* **TASK DIRECTIONS**
Find the line that contains "Trace the outline of every instance of the concrete" in the entries below. Output it and each later line exactly, and nothing else.
================================
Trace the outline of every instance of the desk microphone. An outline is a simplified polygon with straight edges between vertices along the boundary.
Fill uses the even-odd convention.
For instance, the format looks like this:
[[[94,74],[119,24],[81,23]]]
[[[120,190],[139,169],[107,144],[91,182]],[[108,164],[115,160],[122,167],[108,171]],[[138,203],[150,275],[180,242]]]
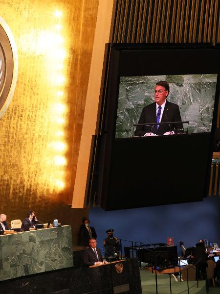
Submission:
[[[169,108],[167,108],[167,110],[169,110]],[[167,118],[167,115],[166,114],[165,114],[165,116],[166,117],[166,118],[167,119],[167,122],[168,122],[168,123],[169,123],[169,126],[170,127],[170,131],[172,132],[172,129],[171,129],[171,126],[170,125],[170,122],[168,121],[168,119]]]

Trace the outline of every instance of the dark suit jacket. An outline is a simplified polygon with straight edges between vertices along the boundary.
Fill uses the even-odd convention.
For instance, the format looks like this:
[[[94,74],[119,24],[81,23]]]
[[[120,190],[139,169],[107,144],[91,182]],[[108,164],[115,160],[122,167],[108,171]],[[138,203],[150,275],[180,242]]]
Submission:
[[[156,122],[156,105],[155,102],[145,106],[142,110],[138,123]],[[178,106],[167,100],[160,122],[181,122],[181,121]],[[166,132],[171,130],[174,131],[176,133],[182,133],[183,131],[182,129],[182,123],[160,124],[158,129],[156,128],[156,125],[154,126],[138,125],[136,128],[134,135],[135,136],[144,136],[146,133],[152,132],[160,135],[163,135]]]
[[[97,239],[97,234],[94,228],[90,227],[92,238]],[[79,245],[81,246],[89,246],[88,240],[90,239],[88,230],[85,224],[82,224],[80,228]]]
[[[24,230],[25,225],[26,225],[27,224],[28,224],[30,226],[30,227],[33,228],[34,227],[34,221],[31,221],[31,226],[30,220],[28,219],[28,218],[25,219],[22,222],[22,227],[21,228],[21,229],[22,230]]]
[[[101,254],[100,249],[96,247],[96,251],[99,257],[98,261],[96,256],[93,251],[93,249],[89,247],[86,249],[83,253],[83,263],[85,266],[88,267],[90,266],[94,266],[95,262],[97,261],[102,261],[103,259]]]
[[[3,223],[5,227],[5,230],[10,230],[10,228],[8,227],[8,224],[6,221],[3,221]],[[0,230],[3,231],[3,228],[1,226],[1,224],[0,222]]]

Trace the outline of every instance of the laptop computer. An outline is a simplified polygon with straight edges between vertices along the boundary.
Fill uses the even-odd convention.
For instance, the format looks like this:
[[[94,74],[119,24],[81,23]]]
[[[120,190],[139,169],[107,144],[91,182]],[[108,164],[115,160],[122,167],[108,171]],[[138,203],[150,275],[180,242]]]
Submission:
[[[188,265],[188,260],[187,259],[180,259],[178,261],[178,265],[180,267],[185,267]]]
[[[50,227],[50,224],[51,222],[51,220],[48,220],[48,221],[47,228],[49,228]]]
[[[217,262],[219,259],[219,256],[214,256],[214,258],[215,262]]]

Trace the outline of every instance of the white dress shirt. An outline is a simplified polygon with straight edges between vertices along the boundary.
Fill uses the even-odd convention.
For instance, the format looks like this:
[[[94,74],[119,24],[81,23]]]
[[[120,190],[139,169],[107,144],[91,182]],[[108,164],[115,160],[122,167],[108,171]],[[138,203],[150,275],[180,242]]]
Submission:
[[[2,229],[4,230],[4,231],[5,231],[5,227],[4,226],[4,224],[3,223],[3,222],[1,222],[1,225],[2,227]]]
[[[161,121],[162,116],[163,115],[163,111],[164,110],[164,107],[165,107],[166,101],[167,101],[167,100],[165,100],[165,101],[164,102],[164,103],[163,103],[162,104],[162,105],[160,105],[161,106],[161,109],[160,109],[160,120],[159,121],[159,122],[160,122]],[[157,115],[158,111],[159,110],[158,107],[160,105],[158,105],[158,104],[157,103],[156,103],[156,116]]]

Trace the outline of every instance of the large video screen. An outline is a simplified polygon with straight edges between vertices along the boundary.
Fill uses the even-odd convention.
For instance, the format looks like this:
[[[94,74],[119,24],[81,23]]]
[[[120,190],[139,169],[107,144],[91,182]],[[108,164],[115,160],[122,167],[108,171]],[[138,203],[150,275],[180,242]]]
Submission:
[[[120,77],[115,138],[210,132],[217,80],[217,74],[207,74]],[[161,101],[166,103],[158,118]],[[143,125],[155,123],[157,118],[165,123]],[[189,122],[178,129],[174,121]]]
[[[220,49],[138,46],[115,45],[110,55],[95,183],[107,210],[208,195]]]

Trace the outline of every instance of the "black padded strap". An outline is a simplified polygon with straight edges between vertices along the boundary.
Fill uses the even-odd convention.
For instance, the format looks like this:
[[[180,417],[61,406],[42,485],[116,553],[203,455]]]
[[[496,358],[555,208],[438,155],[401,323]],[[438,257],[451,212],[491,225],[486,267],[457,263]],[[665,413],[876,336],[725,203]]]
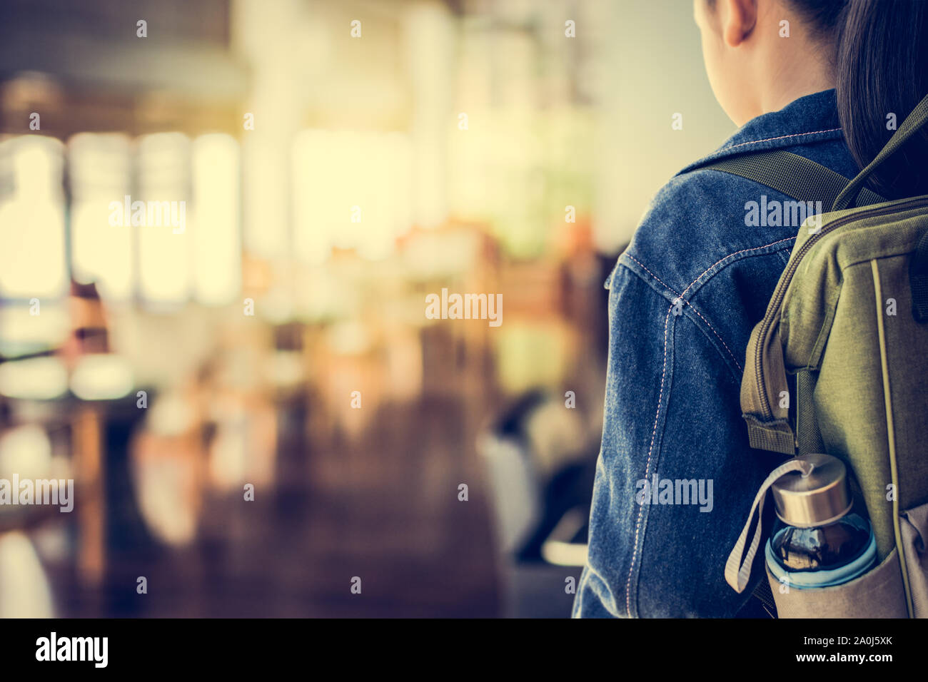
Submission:
[[[723,159],[700,168],[739,175],[766,185],[800,201],[821,201],[828,211],[850,178],[804,156],[775,149]],[[859,205],[883,203],[886,199],[866,187],[857,196]]]

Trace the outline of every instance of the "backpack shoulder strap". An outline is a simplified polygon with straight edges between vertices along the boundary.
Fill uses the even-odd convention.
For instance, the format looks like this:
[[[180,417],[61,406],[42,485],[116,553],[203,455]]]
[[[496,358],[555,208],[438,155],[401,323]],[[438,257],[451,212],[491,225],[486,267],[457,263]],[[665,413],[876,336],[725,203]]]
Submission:
[[[780,149],[742,154],[698,168],[740,175],[801,201],[821,201],[826,211],[850,182],[850,178],[831,168]],[[886,199],[864,187],[858,200],[860,205],[867,205]]]

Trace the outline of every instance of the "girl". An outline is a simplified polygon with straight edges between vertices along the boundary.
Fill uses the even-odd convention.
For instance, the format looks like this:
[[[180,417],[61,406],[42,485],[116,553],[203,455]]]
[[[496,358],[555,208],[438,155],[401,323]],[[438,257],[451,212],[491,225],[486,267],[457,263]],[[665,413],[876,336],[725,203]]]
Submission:
[[[749,447],[739,393],[799,224],[746,211],[792,198],[698,166],[783,149],[851,178],[928,93],[924,0],[694,0],[694,16],[713,91],[741,128],[657,194],[607,285],[605,421],[576,617],[763,615],[724,568],[782,457]],[[870,187],[928,194],[928,132]]]

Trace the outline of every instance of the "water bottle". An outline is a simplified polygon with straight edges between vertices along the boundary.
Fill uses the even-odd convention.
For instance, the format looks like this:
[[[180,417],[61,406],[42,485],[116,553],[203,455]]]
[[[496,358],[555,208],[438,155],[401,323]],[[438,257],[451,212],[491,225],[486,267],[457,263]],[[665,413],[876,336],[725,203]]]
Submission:
[[[777,522],[766,554],[780,584],[799,589],[854,580],[876,563],[870,521],[852,510],[844,463],[830,455],[801,457],[808,473],[791,471],[770,486]]]

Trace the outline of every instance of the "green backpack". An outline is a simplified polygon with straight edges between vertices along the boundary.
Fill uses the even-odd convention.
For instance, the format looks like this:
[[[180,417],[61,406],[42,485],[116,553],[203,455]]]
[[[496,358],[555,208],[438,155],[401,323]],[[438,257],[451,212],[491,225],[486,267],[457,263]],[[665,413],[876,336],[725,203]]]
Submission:
[[[767,570],[762,585],[781,618],[928,617],[928,195],[886,201],[863,187],[926,122],[928,97],[850,182],[783,151],[705,166],[831,206],[803,224],[751,334],[741,412],[752,447],[844,461],[877,563],[843,585],[792,590]],[[739,592],[763,536],[758,517],[745,552],[754,512],[789,470],[779,467],[758,491],[728,558],[726,579]]]

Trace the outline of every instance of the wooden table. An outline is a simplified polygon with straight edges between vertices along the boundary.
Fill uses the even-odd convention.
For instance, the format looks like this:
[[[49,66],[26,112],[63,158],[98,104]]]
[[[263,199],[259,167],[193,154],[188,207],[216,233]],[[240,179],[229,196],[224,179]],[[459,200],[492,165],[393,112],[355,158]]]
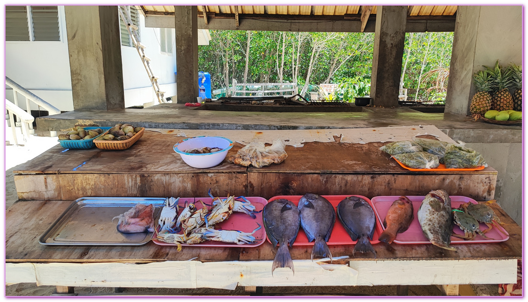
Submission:
[[[180,252],[152,241],[142,246],[40,245],[41,235],[71,203],[20,201],[7,211],[6,284],[36,282],[56,286],[58,291],[75,286],[234,289],[237,285],[436,284],[453,285],[455,288],[448,289],[456,294],[459,284],[516,282],[517,259],[522,258],[521,228],[496,204],[492,207],[510,234],[506,241],[454,245],[456,251],[428,244],[380,242],[374,245],[376,259],[361,255],[354,258],[351,246],[332,246],[334,258],[350,258],[323,265],[309,260],[311,247],[295,246],[290,249],[295,274],[277,269],[273,276],[275,254],[267,241],[254,248],[184,247]]]
[[[235,138],[230,138],[235,141]],[[497,171],[414,172],[379,150],[386,143],[311,142],[287,145],[278,165],[246,168],[224,161],[196,169],[172,151],[181,138],[146,131],[126,150],[51,148],[14,171],[19,200],[6,217],[6,284],[22,282],[70,287],[210,287],[393,285],[454,285],[513,283],[521,259],[521,229],[492,204],[510,233],[507,241],[456,245],[456,251],[432,245],[376,244],[377,258],[352,255],[353,246],[331,247],[335,260],[309,260],[311,247],[290,249],[295,273],[277,269],[265,242],[254,248],[143,246],[49,246],[41,235],[71,204],[82,197],[205,197],[359,194],[425,195],[444,189],[450,195],[483,201],[493,198]],[[235,143],[228,154],[242,145]],[[367,255],[368,257],[368,255]],[[192,261],[188,261],[188,260]]]
[[[432,137],[425,137],[432,138]],[[228,138],[235,141],[236,137]],[[310,142],[287,145],[280,164],[261,168],[224,160],[216,167],[191,168],[173,151],[181,140],[145,131],[125,150],[70,149],[54,147],[14,171],[18,199],[74,200],[87,196],[206,197],[214,194],[260,196],[359,194],[425,195],[442,188],[450,195],[484,201],[493,198],[497,171],[414,172],[400,167],[379,150],[386,143]],[[242,146],[235,143],[228,157]]]

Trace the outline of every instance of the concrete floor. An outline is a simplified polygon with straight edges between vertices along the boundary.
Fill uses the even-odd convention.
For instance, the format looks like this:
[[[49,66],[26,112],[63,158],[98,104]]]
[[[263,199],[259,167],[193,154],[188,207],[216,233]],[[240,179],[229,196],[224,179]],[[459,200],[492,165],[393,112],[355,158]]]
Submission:
[[[484,134],[481,136],[484,137],[488,130],[493,129],[497,133],[494,138],[495,140],[507,135],[508,142],[521,142],[520,125],[466,121],[467,118],[463,115],[424,113],[406,107],[394,109],[364,107],[362,110],[361,112],[215,111],[186,107],[182,104],[161,104],[144,109],[70,111],[39,118],[36,124],[37,129],[42,131],[67,129],[76,123],[111,126],[118,122],[131,123],[147,128],[216,130],[361,128],[433,124],[439,129],[471,130],[476,135]],[[487,142],[480,138],[479,142]],[[470,140],[465,141],[469,142]]]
================================
* **OUTPUT OF THE TASK**
Trace the outline of every instance of the concrete floor. An outline is a simplified polygon with straight edges between vertices along the boundary.
Fill uses the even-odd convention.
For instance, the format looks like this:
[[[49,66],[26,112],[63,158],[98,104]]]
[[[263,199],[259,167],[193,154],[188,207],[216,233]],[[240,179],[229,196],[224,179]],[[459,200],[492,165],[393,112],[355,158]]]
Submission:
[[[484,134],[481,136],[484,137],[488,130],[493,129],[497,133],[494,138],[495,140],[507,135],[508,142],[521,142],[520,125],[466,121],[467,118],[463,115],[424,113],[406,107],[394,109],[364,107],[362,110],[361,112],[215,111],[186,107],[182,104],[161,104],[144,109],[70,111],[39,118],[36,124],[37,129],[42,131],[67,129],[76,123],[111,126],[118,122],[131,123],[147,128],[216,130],[361,128],[433,124],[439,129],[471,130],[476,135]],[[487,142],[480,138],[479,142]],[[470,140],[465,141],[469,142]]]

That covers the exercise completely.